== Segment start ==
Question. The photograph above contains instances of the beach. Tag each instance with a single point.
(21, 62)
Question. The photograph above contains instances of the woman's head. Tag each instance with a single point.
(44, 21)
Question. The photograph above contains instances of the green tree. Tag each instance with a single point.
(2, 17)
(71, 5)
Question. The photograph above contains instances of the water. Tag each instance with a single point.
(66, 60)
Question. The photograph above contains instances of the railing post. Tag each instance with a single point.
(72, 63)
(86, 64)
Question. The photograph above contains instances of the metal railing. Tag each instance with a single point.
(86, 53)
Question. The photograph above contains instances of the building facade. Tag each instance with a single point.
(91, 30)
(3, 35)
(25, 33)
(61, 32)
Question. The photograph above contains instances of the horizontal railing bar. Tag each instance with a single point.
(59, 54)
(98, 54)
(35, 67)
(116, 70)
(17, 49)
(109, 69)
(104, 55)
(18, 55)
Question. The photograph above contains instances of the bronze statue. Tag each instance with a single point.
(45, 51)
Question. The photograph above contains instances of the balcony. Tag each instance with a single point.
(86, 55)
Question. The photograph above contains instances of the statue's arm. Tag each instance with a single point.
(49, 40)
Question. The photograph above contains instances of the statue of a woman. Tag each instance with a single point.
== Segment end ==
Return the material above unaltered. Include every line.

Question. The photograph above contains instances of the beach. Tag each instance with a single point.
(21, 62)
Question. The photograph above contains instances of the woman's head. Tag each instance with a single point.
(44, 21)
Question. The photograph above contains instances of the green tree. Tag each instance with a single point.
(2, 17)
(71, 5)
Question. The photograph above contains instances of the water. Tag each instance with a single point.
(66, 60)
Question. The photograph above contains instances of the railing post. Tag each instance with a single point.
(72, 63)
(86, 64)
Question. The photograph above contains instances of the metal railing. Tag each instance with a single point.
(86, 53)
Question. The photograph above contains instances of the building facade. Tag each instance with a single point.
(91, 30)
(3, 35)
(25, 33)
(61, 32)
Question. The photograph above contains instances of the horizontal railing bar. Tag each instance with a single point.
(59, 54)
(98, 54)
(35, 67)
(116, 70)
(17, 49)
(109, 69)
(104, 55)
(18, 55)
Question. The photograph above contains instances of the bronze statue. Tag each instance with a single point.
(45, 51)
Question. The photograph above contains instances of the balcony. Tag each instance with a single point.
(86, 55)
Question. The photograph above contains instances of the statue's arm. Tag each instance with a single point.
(49, 40)
Question. The photograph above contains instances of the statue of a woman. Tag each instance with a single point.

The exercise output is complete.